-- START OF RECORDS PROVIDED --

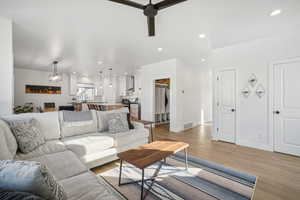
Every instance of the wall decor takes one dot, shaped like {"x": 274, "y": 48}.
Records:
{"x": 252, "y": 80}
{"x": 39, "y": 89}
{"x": 246, "y": 92}
{"x": 260, "y": 91}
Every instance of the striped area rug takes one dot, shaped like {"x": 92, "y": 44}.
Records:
{"x": 203, "y": 180}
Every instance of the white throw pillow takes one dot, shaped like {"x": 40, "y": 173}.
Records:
{"x": 103, "y": 118}
{"x": 69, "y": 129}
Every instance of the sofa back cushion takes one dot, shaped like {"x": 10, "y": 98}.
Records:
{"x": 7, "y": 138}
{"x": 103, "y": 118}
{"x": 27, "y": 132}
{"x": 5, "y": 154}
{"x": 49, "y": 123}
{"x": 77, "y": 123}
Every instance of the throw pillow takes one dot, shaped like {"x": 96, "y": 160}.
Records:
{"x": 14, "y": 195}
{"x": 129, "y": 121}
{"x": 27, "y": 133}
{"x": 117, "y": 122}
{"x": 30, "y": 177}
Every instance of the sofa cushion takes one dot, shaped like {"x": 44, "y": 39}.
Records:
{"x": 27, "y": 133}
{"x": 31, "y": 177}
{"x": 89, "y": 143}
{"x": 10, "y": 138}
{"x": 49, "y": 123}
{"x": 117, "y": 122}
{"x": 91, "y": 159}
{"x": 5, "y": 154}
{"x": 62, "y": 164}
{"x": 103, "y": 118}
{"x": 52, "y": 146}
{"x": 125, "y": 138}
{"x": 87, "y": 186}
{"x": 75, "y": 128}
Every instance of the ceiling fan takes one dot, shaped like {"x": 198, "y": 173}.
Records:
{"x": 150, "y": 10}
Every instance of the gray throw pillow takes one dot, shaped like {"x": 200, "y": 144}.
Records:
{"x": 14, "y": 195}
{"x": 27, "y": 133}
{"x": 30, "y": 177}
{"x": 117, "y": 122}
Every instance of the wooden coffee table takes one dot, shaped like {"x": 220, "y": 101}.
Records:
{"x": 148, "y": 154}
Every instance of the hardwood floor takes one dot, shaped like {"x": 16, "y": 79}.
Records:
{"x": 278, "y": 174}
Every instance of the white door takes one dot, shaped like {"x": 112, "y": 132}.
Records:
{"x": 226, "y": 105}
{"x": 286, "y": 108}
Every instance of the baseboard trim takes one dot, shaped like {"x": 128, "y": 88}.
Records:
{"x": 265, "y": 147}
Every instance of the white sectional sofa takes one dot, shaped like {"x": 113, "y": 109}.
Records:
{"x": 72, "y": 148}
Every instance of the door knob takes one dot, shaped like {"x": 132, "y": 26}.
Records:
{"x": 277, "y": 112}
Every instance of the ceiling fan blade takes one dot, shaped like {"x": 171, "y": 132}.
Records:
{"x": 151, "y": 26}
{"x": 167, "y": 3}
{"x": 130, "y": 3}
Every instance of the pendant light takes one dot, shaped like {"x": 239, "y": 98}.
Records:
{"x": 101, "y": 80}
{"x": 110, "y": 77}
{"x": 55, "y": 76}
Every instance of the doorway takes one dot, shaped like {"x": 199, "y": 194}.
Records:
{"x": 162, "y": 102}
{"x": 285, "y": 120}
{"x": 226, "y": 105}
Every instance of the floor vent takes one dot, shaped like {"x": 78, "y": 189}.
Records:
{"x": 188, "y": 125}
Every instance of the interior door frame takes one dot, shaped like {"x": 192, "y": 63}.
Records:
{"x": 272, "y": 96}
{"x": 216, "y": 93}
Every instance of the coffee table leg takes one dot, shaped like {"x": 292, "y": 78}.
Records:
{"x": 186, "y": 160}
{"x": 120, "y": 172}
{"x": 142, "y": 191}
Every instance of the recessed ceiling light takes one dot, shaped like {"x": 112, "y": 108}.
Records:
{"x": 275, "y": 12}
{"x": 202, "y": 36}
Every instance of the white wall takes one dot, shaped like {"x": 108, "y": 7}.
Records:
{"x": 255, "y": 57}
{"x": 6, "y": 67}
{"x": 31, "y": 77}
{"x": 185, "y": 92}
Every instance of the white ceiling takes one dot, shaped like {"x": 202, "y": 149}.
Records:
{"x": 81, "y": 32}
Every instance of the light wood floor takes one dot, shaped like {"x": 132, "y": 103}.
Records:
{"x": 278, "y": 174}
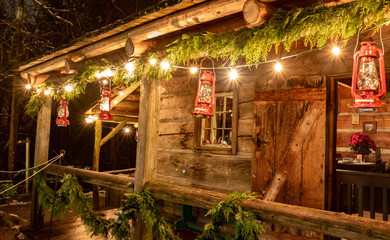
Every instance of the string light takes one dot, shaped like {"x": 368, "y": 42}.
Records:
{"x": 165, "y": 65}
{"x": 233, "y": 74}
{"x": 47, "y": 92}
{"x": 130, "y": 67}
{"x": 193, "y": 70}
{"x": 68, "y": 88}
{"x": 278, "y": 67}
{"x": 153, "y": 61}
{"x": 336, "y": 50}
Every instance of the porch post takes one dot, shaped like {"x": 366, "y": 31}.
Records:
{"x": 41, "y": 155}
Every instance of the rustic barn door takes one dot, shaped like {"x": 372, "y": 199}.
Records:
{"x": 290, "y": 149}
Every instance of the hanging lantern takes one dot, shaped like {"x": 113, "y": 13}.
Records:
{"x": 367, "y": 86}
{"x": 62, "y": 114}
{"x": 105, "y": 101}
{"x": 205, "y": 97}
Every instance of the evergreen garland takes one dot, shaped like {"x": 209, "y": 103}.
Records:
{"x": 316, "y": 25}
{"x": 230, "y": 213}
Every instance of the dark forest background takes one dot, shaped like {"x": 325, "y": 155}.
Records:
{"x": 32, "y": 28}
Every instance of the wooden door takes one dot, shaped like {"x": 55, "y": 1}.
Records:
{"x": 290, "y": 140}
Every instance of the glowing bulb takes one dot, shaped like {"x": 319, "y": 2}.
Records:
{"x": 164, "y": 65}
{"x": 68, "y": 88}
{"x": 107, "y": 73}
{"x": 336, "y": 51}
{"x": 278, "y": 67}
{"x": 47, "y": 91}
{"x": 233, "y": 74}
{"x": 130, "y": 67}
{"x": 153, "y": 61}
{"x": 193, "y": 69}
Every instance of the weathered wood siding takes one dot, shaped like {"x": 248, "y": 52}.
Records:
{"x": 178, "y": 163}
{"x": 345, "y": 128}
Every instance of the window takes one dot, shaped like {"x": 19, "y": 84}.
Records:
{"x": 217, "y": 134}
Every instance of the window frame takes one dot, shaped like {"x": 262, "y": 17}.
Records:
{"x": 219, "y": 150}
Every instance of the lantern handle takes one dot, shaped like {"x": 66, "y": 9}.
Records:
{"x": 382, "y": 91}
{"x": 354, "y": 73}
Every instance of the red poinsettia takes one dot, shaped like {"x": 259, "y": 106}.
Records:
{"x": 361, "y": 143}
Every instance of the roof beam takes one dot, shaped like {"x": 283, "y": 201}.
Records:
{"x": 189, "y": 17}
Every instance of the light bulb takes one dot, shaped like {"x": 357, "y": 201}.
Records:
{"x": 47, "y": 91}
{"x": 193, "y": 69}
{"x": 278, "y": 67}
{"x": 130, "y": 67}
{"x": 233, "y": 74}
{"x": 336, "y": 50}
{"x": 153, "y": 61}
{"x": 164, "y": 65}
{"x": 68, "y": 88}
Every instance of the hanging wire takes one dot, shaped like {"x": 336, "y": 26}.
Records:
{"x": 48, "y": 164}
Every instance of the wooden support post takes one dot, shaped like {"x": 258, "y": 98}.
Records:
{"x": 303, "y": 130}
{"x": 95, "y": 161}
{"x": 41, "y": 155}
{"x": 13, "y": 131}
{"x": 112, "y": 133}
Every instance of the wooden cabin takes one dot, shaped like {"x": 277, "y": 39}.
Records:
{"x": 279, "y": 134}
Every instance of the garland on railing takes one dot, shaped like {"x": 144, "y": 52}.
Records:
{"x": 71, "y": 196}
{"x": 315, "y": 24}
{"x": 230, "y": 213}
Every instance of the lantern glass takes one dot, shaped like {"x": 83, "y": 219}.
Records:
{"x": 105, "y": 103}
{"x": 368, "y": 78}
{"x": 205, "y": 93}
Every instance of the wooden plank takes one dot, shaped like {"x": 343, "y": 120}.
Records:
{"x": 326, "y": 222}
{"x": 291, "y": 94}
{"x": 112, "y": 133}
{"x": 301, "y": 133}
{"x": 41, "y": 155}
{"x": 118, "y": 182}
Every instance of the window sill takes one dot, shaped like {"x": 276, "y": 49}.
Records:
{"x": 216, "y": 150}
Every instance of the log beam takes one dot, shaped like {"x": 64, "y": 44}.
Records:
{"x": 112, "y": 133}
{"x": 326, "y": 222}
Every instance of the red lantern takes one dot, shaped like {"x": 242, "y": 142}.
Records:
{"x": 62, "y": 114}
{"x": 367, "y": 86}
{"x": 105, "y": 101}
{"x": 205, "y": 97}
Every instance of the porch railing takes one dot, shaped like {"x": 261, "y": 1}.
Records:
{"x": 357, "y": 192}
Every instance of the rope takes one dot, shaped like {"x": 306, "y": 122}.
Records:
{"x": 32, "y": 168}
{"x": 48, "y": 164}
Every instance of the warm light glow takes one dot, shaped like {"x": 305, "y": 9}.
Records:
{"x": 68, "y": 88}
{"x": 233, "y": 74}
{"x": 278, "y": 67}
{"x": 336, "y": 50}
{"x": 130, "y": 67}
{"x": 193, "y": 69}
{"x": 153, "y": 61}
{"x": 164, "y": 65}
{"x": 47, "y": 91}
{"x": 107, "y": 73}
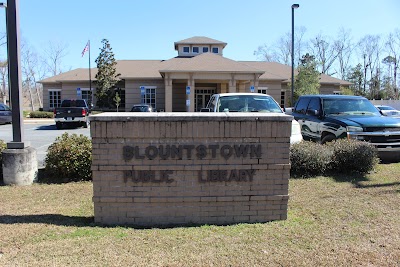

-- END OF RECORDS PROVIDED --

* **WORK REQUIRED**
Please locate every line in the entries above that contains the word "coffee" and copy each of those lines.

* **SOLUTION TO THIS EXERCISE**
Every instance of the wooden coffee table takes one dot, shaped like {"x": 220, "y": 101}.
Every instance of the coffee table leg takes one dot, shaped like {"x": 292, "y": 78}.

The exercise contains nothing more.